= WORK TO COMPLETE =
Each line of the data below that holds the word "stanford" is to be reported in full.

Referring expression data
┌──

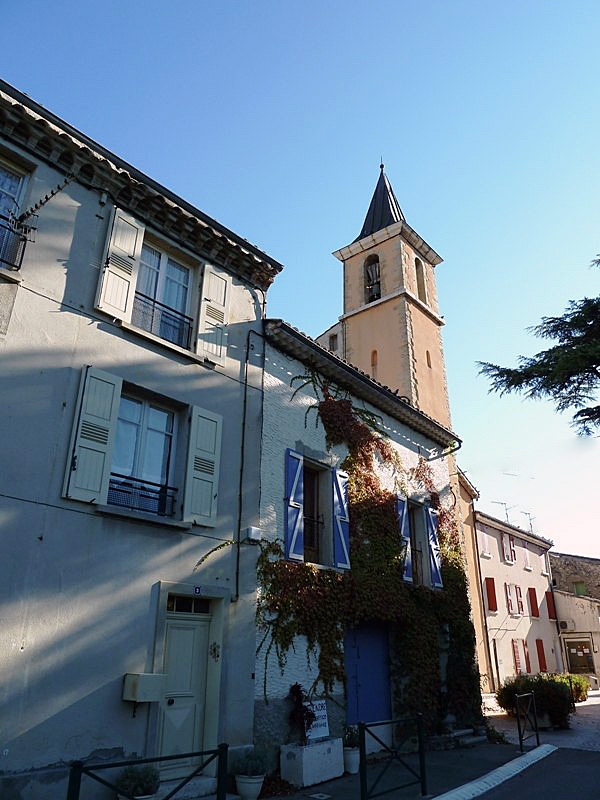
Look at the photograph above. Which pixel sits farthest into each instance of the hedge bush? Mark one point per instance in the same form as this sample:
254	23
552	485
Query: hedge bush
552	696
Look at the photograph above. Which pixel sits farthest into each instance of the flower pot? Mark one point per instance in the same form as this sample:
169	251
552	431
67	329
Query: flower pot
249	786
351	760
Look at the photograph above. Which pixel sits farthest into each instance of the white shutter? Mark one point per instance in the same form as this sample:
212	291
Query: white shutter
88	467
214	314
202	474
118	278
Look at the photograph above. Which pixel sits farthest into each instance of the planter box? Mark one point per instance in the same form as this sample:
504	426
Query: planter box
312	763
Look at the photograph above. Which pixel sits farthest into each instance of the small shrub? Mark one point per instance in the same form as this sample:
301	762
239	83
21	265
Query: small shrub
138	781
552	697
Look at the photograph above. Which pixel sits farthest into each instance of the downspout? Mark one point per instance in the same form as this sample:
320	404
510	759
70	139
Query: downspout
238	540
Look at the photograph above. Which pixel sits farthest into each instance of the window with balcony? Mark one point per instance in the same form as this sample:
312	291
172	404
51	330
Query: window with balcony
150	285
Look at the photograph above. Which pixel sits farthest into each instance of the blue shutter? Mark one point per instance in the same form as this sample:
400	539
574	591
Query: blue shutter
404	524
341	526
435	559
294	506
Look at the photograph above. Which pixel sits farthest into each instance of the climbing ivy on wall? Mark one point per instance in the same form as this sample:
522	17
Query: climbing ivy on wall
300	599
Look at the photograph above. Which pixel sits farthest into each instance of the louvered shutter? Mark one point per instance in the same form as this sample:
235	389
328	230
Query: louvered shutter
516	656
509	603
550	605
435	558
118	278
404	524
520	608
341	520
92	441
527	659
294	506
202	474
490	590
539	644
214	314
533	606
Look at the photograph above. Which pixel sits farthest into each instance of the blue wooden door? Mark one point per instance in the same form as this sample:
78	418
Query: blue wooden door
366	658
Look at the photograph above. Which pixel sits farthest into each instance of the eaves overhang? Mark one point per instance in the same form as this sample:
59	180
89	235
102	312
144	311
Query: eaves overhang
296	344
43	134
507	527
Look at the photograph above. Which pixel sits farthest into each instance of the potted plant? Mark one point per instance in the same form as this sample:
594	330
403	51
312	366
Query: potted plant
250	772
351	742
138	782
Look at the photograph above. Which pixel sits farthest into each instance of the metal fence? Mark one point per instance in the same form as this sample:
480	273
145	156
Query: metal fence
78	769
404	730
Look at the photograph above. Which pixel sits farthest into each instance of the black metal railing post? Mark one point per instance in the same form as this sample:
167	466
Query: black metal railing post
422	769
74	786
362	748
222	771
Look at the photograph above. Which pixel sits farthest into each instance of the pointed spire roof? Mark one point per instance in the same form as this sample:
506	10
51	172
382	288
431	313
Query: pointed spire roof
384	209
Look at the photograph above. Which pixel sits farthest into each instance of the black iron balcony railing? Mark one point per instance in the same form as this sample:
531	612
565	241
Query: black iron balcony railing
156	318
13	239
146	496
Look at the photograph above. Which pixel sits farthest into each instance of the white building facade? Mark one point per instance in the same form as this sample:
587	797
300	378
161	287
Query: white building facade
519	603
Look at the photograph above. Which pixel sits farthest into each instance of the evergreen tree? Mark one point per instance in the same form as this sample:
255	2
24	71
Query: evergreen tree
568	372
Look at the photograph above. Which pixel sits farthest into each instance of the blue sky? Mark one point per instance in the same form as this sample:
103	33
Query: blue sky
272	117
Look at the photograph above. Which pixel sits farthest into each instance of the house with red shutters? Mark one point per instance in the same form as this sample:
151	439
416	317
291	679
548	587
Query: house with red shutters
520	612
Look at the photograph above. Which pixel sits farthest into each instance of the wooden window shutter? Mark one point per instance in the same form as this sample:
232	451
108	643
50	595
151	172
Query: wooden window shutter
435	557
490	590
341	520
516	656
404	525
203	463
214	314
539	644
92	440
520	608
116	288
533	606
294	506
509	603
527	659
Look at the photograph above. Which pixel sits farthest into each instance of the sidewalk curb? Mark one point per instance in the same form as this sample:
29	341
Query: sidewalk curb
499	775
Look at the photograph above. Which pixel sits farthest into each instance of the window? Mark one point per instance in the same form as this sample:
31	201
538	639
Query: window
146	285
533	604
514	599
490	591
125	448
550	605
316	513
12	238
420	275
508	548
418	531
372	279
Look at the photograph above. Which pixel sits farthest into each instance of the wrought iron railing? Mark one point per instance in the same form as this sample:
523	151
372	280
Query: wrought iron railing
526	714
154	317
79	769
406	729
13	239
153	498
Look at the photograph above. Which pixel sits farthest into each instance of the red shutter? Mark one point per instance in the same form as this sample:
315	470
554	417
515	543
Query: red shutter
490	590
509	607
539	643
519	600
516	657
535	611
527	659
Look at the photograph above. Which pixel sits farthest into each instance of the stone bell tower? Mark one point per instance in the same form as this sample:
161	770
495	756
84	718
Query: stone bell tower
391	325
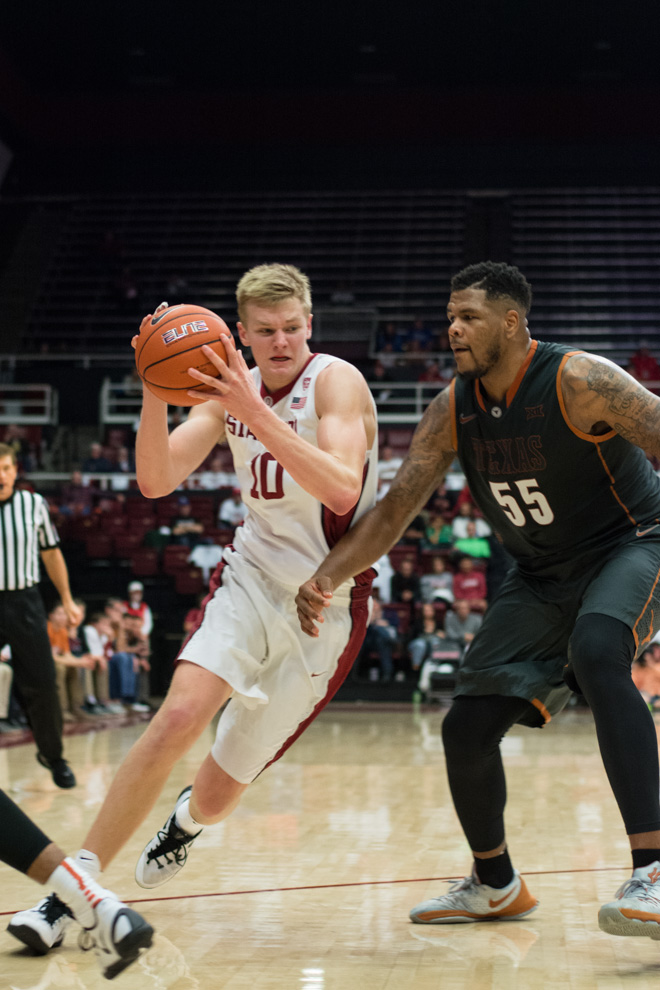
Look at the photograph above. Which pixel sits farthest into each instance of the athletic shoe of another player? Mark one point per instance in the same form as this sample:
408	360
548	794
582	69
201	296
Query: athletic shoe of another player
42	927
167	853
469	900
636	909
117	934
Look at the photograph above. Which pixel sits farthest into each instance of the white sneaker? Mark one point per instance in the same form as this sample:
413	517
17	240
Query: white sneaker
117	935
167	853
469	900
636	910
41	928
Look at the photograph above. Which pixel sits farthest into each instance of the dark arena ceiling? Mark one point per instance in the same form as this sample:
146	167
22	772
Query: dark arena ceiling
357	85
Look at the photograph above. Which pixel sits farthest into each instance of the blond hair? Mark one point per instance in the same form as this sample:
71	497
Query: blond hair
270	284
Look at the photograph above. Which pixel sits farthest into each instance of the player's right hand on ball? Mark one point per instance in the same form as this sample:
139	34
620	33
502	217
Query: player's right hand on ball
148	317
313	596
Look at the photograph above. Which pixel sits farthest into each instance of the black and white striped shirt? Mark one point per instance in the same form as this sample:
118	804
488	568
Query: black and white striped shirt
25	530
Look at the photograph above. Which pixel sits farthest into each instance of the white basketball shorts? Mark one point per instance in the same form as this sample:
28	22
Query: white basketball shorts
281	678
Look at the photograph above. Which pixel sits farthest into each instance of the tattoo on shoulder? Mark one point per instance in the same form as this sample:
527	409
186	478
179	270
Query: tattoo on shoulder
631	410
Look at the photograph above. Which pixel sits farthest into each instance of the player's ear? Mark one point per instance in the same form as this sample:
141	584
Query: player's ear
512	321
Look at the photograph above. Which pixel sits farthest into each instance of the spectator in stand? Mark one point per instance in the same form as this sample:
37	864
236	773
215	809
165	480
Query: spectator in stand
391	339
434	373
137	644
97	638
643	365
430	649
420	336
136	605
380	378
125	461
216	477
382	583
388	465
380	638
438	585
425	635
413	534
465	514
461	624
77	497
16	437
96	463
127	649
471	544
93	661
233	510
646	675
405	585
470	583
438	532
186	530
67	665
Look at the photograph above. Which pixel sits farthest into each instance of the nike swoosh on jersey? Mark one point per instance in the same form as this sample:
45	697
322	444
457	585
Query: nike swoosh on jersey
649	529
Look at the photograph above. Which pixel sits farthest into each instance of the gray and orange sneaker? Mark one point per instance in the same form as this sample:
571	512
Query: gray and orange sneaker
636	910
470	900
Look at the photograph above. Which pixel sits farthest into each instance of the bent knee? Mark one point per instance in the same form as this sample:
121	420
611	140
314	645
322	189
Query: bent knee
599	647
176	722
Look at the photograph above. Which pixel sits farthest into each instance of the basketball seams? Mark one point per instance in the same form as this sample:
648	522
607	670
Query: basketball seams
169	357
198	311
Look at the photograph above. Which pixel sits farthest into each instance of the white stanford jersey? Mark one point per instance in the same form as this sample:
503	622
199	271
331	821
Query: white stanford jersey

└──

= SOLVED PROBLEM =
Look at the photograph above. Which pixel sits farthest into each instance of the white stanford jersey? Mark one point per instance in the same form as this sample:
Query: white stanford jersey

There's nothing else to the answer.